## [Activities]
a. Do these statements agree with the book review excerpt? Answer yes or no for each, and quote the words of the review that settle it. (i) The Endnotes run to a dozen detailed pages. (ii) Masters wrote the book after finishing a novel. (iii) Joni Mitchell is the subject of Zadie Smith's essay.
b. From the book review excerpt, reproduce word for word the stretch from "Great in how" through "most deeply openhearted?".

─── Excerpted passage ───

Great in introducing the central theme: a “shift in my own sensibility, from butterfly-ignorer to butterfly-obsessive.” The transformation symbolic of the stages of a butterfly’s life. Borrowing Zadie Smith’s thinking in “Some Notes on Attunement” he writes about his “change in sensibilities,” which he defines as an “emotional and aesthetic experience, our perception of things, our receptiveness to that which is other.”
Great in how Masters also looks to the music of Joni Mitchell, “an artist whose music means so much to me,” and is the subject of Smith’s above-cited essay. Mitchell’s Blue Period echoes Masters’ melancholy tone, and seems to suggest that, like the legendary American singer-songwriter’s blue era some consider almost too intimate, his innermost outpouring of love, grief, longing may be too revealing. Or, perhaps, that this book will be his most deeply openhearted?
Without trying to be facetious, it’s important to note this isn’t a book to read flitting to and fro, considering all the unfamiliar or read-a-while-ago literary references. To guide us, there’s a dozen detailed pages of Endnotes. At first you may not notice the tiny numbered footnotes corresponding to these notes; I didn’t so returned to the beginning to see what I missed: the scholarship that went into this endeavor, questioning and appreciating what a life well-lived means.
Masters wrote this book while struggling with writing a novel; he writes of other novelistic failings. There’s no failure here, rather triumph seen as a “gift” from his father. Yet “the gifts that have been an offer for thirty years, the gifts I have consistently rejected are no longer available.” The Gift another Nabokov novel discussed (also Ali Smith’s Artful). It “vibrates with sentiment.” Sentimentality a quality also seen in Masters’ exceptional prose, such as recognizing the “true gift” his father has left him: the “yet-unseen butterflies, the butterflies of my future.”

─── Extracted entries ───

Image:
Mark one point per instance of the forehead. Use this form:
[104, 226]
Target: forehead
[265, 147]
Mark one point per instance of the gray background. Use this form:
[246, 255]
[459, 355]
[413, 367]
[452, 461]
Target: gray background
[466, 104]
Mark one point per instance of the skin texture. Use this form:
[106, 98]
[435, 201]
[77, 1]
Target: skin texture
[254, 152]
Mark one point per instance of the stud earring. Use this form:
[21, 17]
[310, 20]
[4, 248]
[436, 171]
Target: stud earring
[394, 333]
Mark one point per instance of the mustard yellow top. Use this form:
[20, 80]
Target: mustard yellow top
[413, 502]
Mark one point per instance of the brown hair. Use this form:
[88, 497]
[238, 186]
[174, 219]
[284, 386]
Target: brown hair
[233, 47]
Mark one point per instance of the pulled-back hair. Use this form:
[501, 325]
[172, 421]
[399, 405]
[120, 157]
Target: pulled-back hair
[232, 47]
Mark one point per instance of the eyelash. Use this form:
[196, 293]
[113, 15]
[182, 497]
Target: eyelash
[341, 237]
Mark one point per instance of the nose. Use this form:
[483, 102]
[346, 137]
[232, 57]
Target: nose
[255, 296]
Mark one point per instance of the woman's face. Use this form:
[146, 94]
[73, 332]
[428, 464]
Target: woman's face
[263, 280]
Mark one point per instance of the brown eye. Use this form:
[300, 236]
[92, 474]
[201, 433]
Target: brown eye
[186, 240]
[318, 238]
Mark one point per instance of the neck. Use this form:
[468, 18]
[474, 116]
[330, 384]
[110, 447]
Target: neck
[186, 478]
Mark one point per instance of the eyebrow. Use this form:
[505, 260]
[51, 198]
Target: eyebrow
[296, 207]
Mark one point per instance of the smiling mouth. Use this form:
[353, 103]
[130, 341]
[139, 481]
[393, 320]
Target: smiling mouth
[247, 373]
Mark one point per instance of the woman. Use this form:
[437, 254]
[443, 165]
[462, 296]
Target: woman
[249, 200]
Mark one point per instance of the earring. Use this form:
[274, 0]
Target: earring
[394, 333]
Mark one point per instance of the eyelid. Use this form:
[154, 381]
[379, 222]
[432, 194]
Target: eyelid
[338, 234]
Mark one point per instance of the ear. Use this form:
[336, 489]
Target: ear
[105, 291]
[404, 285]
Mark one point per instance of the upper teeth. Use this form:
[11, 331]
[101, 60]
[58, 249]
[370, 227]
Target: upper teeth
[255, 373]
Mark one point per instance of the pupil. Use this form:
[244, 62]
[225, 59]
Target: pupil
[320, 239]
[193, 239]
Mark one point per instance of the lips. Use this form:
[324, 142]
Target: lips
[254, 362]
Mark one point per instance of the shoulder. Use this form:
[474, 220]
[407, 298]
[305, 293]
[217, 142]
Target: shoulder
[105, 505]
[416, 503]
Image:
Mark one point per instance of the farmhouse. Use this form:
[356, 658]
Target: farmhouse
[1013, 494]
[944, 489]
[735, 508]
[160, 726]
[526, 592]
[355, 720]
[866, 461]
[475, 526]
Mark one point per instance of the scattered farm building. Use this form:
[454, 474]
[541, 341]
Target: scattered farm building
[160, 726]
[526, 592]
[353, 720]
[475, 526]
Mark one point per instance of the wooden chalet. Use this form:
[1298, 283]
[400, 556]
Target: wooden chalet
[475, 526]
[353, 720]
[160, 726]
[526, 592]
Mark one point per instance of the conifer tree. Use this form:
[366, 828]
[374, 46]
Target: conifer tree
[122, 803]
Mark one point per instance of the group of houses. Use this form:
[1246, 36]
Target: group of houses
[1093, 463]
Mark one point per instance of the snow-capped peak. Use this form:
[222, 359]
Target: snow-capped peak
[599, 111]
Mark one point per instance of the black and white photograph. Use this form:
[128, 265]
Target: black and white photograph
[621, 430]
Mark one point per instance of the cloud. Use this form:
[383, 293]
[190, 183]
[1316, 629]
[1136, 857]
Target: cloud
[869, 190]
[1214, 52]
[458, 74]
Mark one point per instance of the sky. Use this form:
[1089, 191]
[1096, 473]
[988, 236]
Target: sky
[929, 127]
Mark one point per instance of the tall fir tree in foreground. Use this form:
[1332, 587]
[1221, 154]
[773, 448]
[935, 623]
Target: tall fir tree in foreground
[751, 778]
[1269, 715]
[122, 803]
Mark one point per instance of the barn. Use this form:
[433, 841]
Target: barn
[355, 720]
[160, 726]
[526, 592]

───

## [Responses to the exercise]
a.
(i) Yes: "there’s a dozen detailed pages of Endnotes"
(ii) No: "Masters wrote this book while struggling with writing a novel"
(iii) Yes: "and is the subject of Smith’s above-cited essay"

b.
Great in how Masters also looks to the music of Joni Mitchell, “an artist whose music means so much to me,” and is the subject of Smith’s above-cited essay. Mitchell’s Blue Period echoes Masters’ melancholy tone, and seems to suggest that, like the legendary American singer-songwriter’s blue era some consider almost too intimate, his innermost outpouring of love, grief, longing may be too revealing. Or, perhaps, that this book will be his most deeply openhearted?